# START OF GIVEN ENTRIES

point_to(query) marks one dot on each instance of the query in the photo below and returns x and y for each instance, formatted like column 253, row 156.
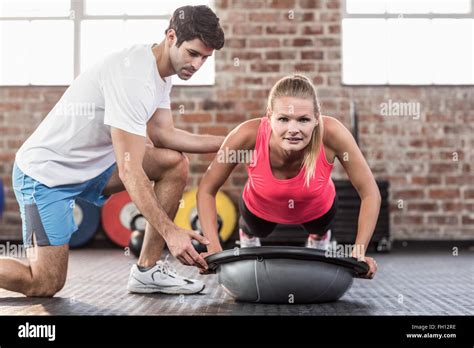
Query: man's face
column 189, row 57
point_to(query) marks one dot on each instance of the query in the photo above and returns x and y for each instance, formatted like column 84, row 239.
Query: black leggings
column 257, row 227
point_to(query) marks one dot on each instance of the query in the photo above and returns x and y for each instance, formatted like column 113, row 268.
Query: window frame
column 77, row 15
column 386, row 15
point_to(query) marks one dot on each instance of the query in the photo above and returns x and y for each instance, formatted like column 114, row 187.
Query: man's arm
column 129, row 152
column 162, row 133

# END OF GIVEN ENTRIES
# START OF GIVEN ENTRIES

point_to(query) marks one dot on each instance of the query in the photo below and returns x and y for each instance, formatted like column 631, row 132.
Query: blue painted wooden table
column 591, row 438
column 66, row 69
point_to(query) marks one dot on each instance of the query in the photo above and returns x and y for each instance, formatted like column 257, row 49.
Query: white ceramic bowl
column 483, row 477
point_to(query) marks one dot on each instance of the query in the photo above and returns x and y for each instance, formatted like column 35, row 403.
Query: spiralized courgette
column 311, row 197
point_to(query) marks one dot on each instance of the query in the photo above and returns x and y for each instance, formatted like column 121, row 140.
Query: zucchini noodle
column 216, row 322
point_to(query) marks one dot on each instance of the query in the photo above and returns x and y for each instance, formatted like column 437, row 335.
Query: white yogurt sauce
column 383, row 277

# END OF GIVEN ENTRIES
# START OF GIVEN ENTRIES

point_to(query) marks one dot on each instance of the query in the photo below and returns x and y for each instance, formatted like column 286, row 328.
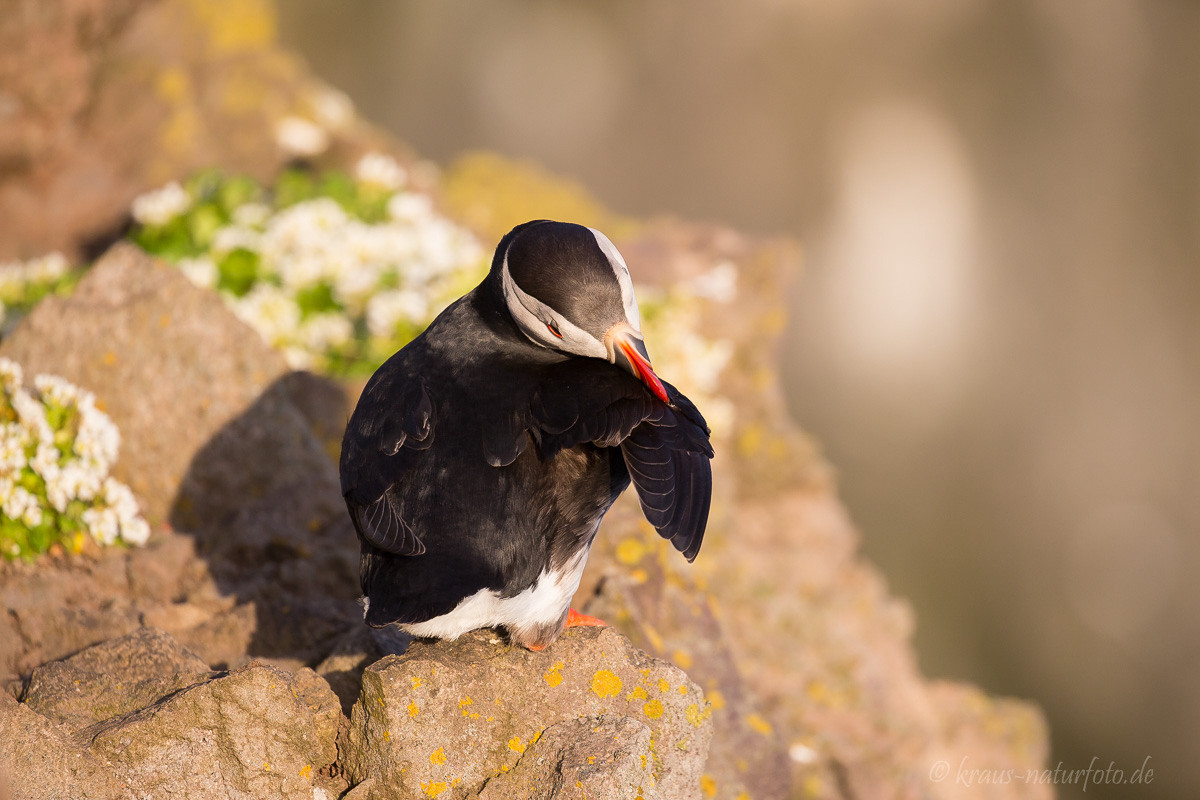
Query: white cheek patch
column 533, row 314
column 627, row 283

# END OF GIVEN ENTRIES

**PROBLEM**: Change "black leggings" to "dark leggings" in the lines from the one holding "253, row 156." through the one holding "column 162, row 133", inclusive, and give those lines back with nothing else altered. Omit the pictures from your answer.

**EXERCISE RESPONSE**:
point_to(query) marks one dot on each instance of the query in the photo below and returns x and y for each instance, formatted like column 253, row 156.
Query: man's face
column 189, row 57
point_to(query) marks one dot on each instance of the query in the photo above and returns x and y for each instance, formatted like column 84, row 239.
Query: dark leggings
column 257, row 227
point_to(query) marks one dot on each instance of the query in the photo above and returns x and y for each instance, formatted like column 113, row 268.
Query: window frame
column 77, row 15
column 386, row 15
point_to(query) marks one dot on each instance of the query in the photo above and returns x and y for each instance, formatted like column 114, row 187.
Query: man's arm
column 129, row 152
column 162, row 133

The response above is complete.